**What is asked**
Rewrite the entries below, replacing every occurrence of "overhead ductwork" with "ceiling ductwork" and leaving everything else unchanged. Leave the pictures out of your answer.

**Materials provided**
* * * * *

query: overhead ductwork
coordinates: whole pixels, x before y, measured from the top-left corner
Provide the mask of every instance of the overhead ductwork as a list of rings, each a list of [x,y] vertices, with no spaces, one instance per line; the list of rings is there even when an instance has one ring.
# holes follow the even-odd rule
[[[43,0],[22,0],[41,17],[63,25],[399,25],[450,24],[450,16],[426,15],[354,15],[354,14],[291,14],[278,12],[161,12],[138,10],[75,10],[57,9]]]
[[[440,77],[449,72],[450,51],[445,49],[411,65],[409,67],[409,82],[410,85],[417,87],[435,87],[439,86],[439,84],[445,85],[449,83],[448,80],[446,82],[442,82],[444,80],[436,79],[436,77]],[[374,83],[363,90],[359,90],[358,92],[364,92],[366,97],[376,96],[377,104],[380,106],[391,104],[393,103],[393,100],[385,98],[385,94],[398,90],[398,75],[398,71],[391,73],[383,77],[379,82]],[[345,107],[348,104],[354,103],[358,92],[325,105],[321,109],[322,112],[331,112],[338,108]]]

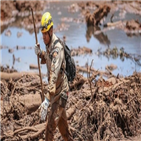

* * * * *

**The completed task**
query: ceiling ductwork
coordinates: whole pixels, x before y, measured from the top-left corner
Provide the mask of every instance of the ceiling ductwork as a list of rings, each a list of [x,y] vertices, with no spaces, one instance per line; the list of rings is there even when an instance has one ring.
# holes follow the even-odd rule
[[[43,0],[22,0],[41,17],[63,25],[399,25],[450,24],[450,16],[426,15],[354,15],[354,14],[291,14],[278,12],[161,12],[138,10],[75,10],[57,9]]]
[[[440,77],[449,72],[450,51],[445,49],[411,65],[409,67],[409,82],[410,85],[417,87],[435,87],[439,86],[439,84],[445,85],[449,83],[448,80],[446,82],[442,82],[444,80],[436,79],[436,77]],[[374,83],[363,90],[359,90],[358,92],[364,92],[366,97],[376,96],[377,104],[380,106],[391,104],[393,103],[393,100],[385,98],[385,94],[398,90],[398,75],[398,71],[391,73],[383,77],[379,82]],[[345,107],[348,104],[354,103],[358,92],[325,105],[321,109],[322,112],[331,112],[338,108]]]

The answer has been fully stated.